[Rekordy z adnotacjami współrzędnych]
____

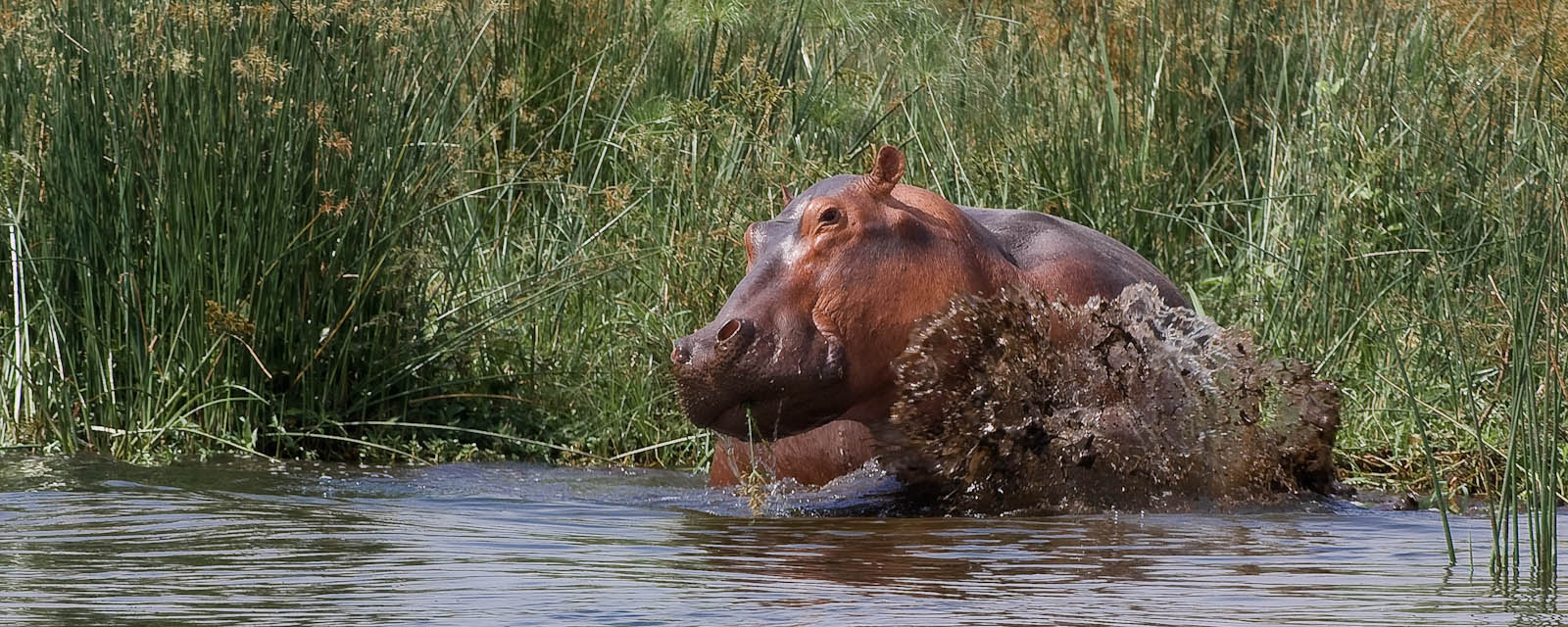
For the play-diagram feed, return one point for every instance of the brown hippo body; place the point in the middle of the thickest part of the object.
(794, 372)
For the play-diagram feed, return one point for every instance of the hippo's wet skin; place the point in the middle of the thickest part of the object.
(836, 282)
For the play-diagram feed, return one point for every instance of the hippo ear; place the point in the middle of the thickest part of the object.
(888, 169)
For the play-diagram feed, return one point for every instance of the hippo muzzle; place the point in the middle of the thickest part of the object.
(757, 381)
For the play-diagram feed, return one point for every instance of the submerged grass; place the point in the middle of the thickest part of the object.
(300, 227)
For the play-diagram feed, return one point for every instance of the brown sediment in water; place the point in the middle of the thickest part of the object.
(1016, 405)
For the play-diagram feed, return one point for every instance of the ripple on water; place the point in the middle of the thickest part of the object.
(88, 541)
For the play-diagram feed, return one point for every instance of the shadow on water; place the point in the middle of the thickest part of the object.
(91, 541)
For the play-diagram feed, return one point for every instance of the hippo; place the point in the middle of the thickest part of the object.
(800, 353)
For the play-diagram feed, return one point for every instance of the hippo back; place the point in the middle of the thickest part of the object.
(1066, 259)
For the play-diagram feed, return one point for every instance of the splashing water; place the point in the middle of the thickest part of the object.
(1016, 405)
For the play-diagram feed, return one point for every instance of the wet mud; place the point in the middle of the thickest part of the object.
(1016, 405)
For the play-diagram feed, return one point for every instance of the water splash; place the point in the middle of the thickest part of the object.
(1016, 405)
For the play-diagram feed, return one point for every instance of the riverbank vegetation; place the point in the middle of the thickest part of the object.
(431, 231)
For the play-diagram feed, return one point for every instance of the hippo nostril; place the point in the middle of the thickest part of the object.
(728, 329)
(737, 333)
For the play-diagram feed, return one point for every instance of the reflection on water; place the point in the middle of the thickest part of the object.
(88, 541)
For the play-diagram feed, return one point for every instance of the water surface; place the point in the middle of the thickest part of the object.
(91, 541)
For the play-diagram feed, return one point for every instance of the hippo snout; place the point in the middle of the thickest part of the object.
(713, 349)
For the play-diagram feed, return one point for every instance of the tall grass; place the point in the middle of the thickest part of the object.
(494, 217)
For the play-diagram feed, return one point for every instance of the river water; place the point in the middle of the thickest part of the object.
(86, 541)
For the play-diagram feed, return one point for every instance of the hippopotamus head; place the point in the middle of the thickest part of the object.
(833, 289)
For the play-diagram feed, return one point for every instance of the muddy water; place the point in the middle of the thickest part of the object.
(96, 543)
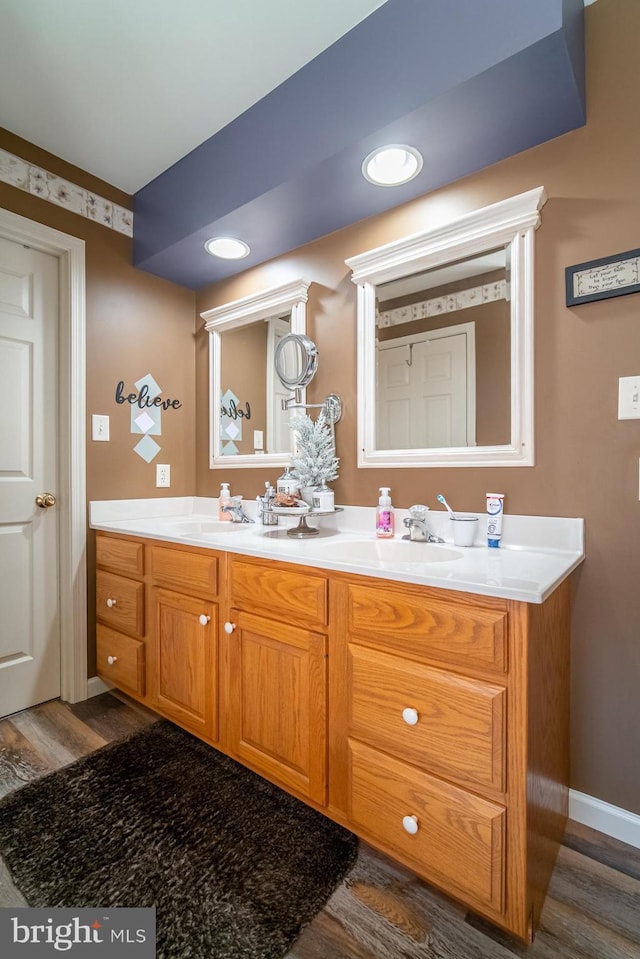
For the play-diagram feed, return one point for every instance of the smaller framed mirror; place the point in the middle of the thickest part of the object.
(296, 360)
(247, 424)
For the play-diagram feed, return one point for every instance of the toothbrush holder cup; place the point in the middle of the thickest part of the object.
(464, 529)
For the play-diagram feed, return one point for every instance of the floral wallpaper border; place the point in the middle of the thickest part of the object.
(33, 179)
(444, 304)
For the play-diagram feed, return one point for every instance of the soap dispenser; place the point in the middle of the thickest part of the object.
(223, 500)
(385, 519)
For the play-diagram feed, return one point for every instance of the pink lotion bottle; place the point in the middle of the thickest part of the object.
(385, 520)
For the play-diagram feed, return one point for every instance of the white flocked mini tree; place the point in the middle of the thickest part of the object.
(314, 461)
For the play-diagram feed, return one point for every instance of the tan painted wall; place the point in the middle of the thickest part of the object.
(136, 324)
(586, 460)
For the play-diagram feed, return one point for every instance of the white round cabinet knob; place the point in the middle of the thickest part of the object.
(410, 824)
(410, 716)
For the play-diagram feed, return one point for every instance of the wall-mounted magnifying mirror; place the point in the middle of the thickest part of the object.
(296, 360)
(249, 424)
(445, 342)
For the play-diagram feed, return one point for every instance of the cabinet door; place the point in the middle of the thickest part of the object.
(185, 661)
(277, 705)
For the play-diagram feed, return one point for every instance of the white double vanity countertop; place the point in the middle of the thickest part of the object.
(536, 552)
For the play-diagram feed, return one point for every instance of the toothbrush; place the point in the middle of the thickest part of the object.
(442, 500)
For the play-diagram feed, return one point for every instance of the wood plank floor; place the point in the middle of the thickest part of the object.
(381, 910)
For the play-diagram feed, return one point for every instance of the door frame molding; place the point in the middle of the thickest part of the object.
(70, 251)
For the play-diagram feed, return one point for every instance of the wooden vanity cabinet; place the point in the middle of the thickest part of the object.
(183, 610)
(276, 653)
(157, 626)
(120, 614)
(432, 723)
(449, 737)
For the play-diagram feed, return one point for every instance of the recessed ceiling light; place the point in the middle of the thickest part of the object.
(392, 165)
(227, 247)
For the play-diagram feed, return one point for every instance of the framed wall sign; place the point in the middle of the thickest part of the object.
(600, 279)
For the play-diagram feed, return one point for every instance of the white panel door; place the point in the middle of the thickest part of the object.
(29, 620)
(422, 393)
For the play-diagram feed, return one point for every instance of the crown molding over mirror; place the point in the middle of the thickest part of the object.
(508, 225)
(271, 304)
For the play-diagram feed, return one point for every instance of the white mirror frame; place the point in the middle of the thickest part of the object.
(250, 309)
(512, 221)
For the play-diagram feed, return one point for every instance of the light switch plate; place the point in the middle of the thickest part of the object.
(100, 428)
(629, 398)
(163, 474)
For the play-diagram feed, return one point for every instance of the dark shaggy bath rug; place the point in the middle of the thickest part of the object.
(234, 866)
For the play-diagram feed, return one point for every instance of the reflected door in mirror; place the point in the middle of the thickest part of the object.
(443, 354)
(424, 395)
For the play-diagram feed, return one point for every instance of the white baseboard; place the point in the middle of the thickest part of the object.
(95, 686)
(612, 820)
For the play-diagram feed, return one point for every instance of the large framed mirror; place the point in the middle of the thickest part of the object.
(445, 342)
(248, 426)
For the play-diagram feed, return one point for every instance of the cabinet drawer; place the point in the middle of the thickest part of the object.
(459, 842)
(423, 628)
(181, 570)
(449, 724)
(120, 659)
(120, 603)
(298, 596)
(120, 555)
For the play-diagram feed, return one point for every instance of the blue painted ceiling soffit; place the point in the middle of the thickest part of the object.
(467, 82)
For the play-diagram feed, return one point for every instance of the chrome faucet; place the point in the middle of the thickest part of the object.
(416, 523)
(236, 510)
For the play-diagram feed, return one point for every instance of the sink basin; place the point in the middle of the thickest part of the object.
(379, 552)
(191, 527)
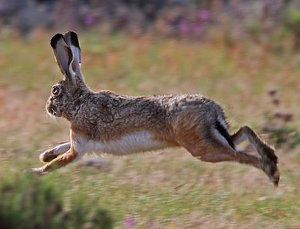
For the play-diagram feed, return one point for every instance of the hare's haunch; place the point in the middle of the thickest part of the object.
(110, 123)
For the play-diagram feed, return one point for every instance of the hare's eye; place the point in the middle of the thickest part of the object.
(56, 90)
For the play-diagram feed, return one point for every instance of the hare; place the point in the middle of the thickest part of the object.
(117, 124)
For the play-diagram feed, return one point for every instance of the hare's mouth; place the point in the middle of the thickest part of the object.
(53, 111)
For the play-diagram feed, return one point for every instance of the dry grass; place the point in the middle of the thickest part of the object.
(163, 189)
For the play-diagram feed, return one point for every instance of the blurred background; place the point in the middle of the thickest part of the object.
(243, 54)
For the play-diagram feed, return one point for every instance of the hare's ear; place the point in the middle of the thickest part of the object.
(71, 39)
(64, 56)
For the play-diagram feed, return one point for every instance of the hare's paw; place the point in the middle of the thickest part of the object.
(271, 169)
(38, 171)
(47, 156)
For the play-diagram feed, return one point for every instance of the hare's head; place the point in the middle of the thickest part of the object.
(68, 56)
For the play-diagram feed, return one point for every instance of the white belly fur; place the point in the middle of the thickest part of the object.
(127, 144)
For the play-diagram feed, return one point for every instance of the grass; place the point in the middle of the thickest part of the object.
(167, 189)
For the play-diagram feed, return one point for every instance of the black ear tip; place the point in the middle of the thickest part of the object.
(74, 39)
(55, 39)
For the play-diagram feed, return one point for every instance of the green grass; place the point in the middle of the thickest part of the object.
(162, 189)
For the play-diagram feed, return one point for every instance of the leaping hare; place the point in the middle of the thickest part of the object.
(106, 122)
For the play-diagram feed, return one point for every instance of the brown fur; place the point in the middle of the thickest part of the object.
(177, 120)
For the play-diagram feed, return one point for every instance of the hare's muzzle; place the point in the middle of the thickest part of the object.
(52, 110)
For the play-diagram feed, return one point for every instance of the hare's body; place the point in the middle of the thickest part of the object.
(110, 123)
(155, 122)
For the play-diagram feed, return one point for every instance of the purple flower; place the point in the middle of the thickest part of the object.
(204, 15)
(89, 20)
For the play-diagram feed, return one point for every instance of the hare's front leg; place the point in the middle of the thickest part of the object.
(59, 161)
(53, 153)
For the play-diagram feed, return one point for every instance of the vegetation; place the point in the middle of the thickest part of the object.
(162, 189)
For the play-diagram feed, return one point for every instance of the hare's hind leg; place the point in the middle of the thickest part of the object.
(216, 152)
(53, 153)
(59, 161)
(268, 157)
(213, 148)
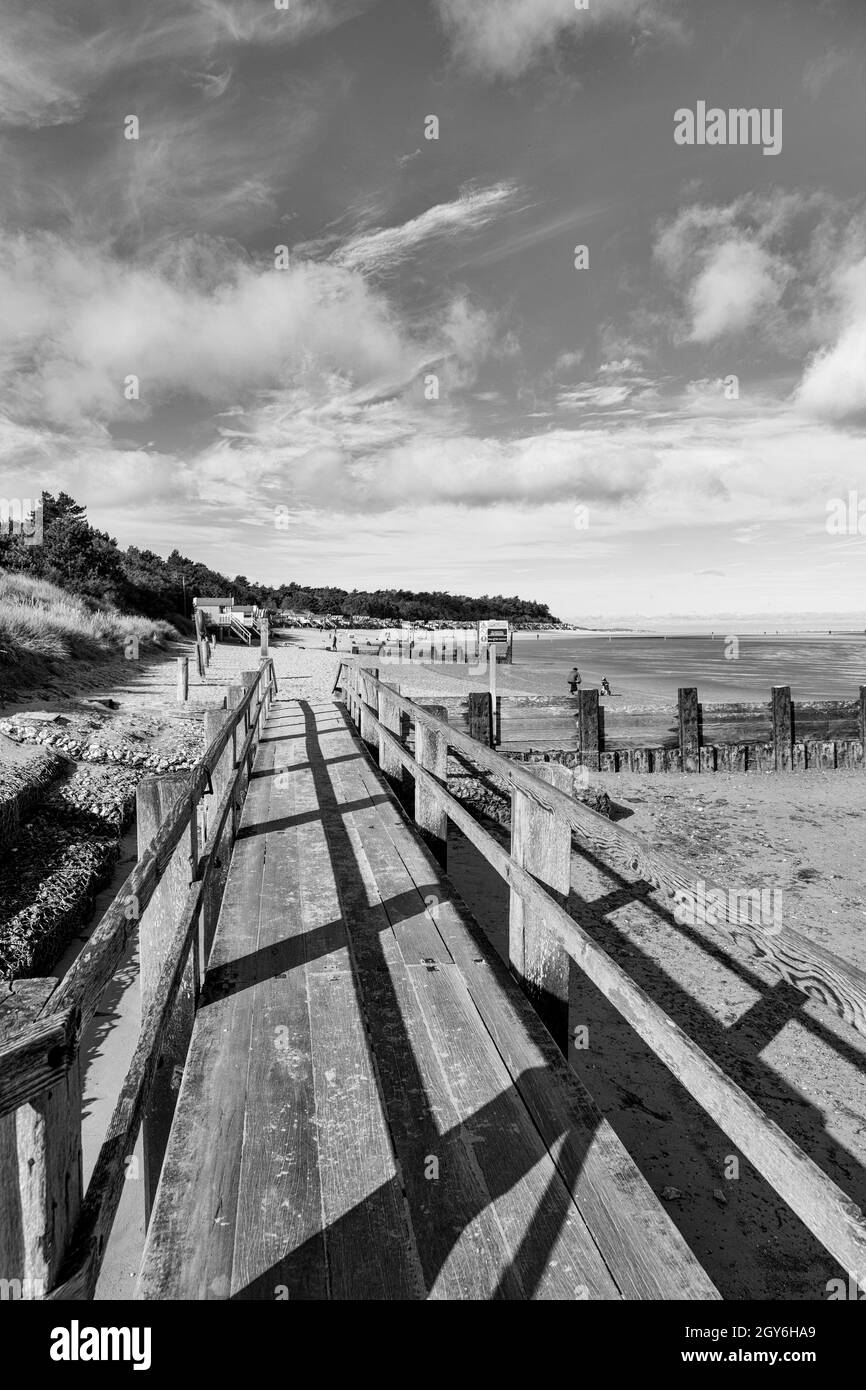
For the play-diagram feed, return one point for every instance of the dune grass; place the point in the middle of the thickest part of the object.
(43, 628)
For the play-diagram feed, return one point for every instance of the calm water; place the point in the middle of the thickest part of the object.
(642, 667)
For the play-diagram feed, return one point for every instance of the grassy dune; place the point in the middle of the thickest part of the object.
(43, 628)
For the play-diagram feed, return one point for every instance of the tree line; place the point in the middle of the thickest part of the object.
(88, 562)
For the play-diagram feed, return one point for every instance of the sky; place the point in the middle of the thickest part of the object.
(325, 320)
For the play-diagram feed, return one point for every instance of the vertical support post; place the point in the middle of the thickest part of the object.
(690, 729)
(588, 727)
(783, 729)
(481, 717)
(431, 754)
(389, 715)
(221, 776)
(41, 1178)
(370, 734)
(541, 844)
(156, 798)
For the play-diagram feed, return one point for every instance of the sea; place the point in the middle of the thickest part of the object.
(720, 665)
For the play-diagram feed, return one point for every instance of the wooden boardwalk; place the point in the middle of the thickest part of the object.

____

• Wymagania ćwiczenia
Przepisz bez żadnych zmian wiersze rekordów od wiersza zawierającego "of the sea;" aż do końca rekordów, włącznie z oboma krańcami.

• Odpowiedź
For the play-diagram feed, return one point for every instance of the sea; place the point in the middle of the thickest part of the object.
(720, 665)
For the play-diagram feed, return one point for every instance of the wooden boardwalk; place the point in the middle of the thickest part of the object.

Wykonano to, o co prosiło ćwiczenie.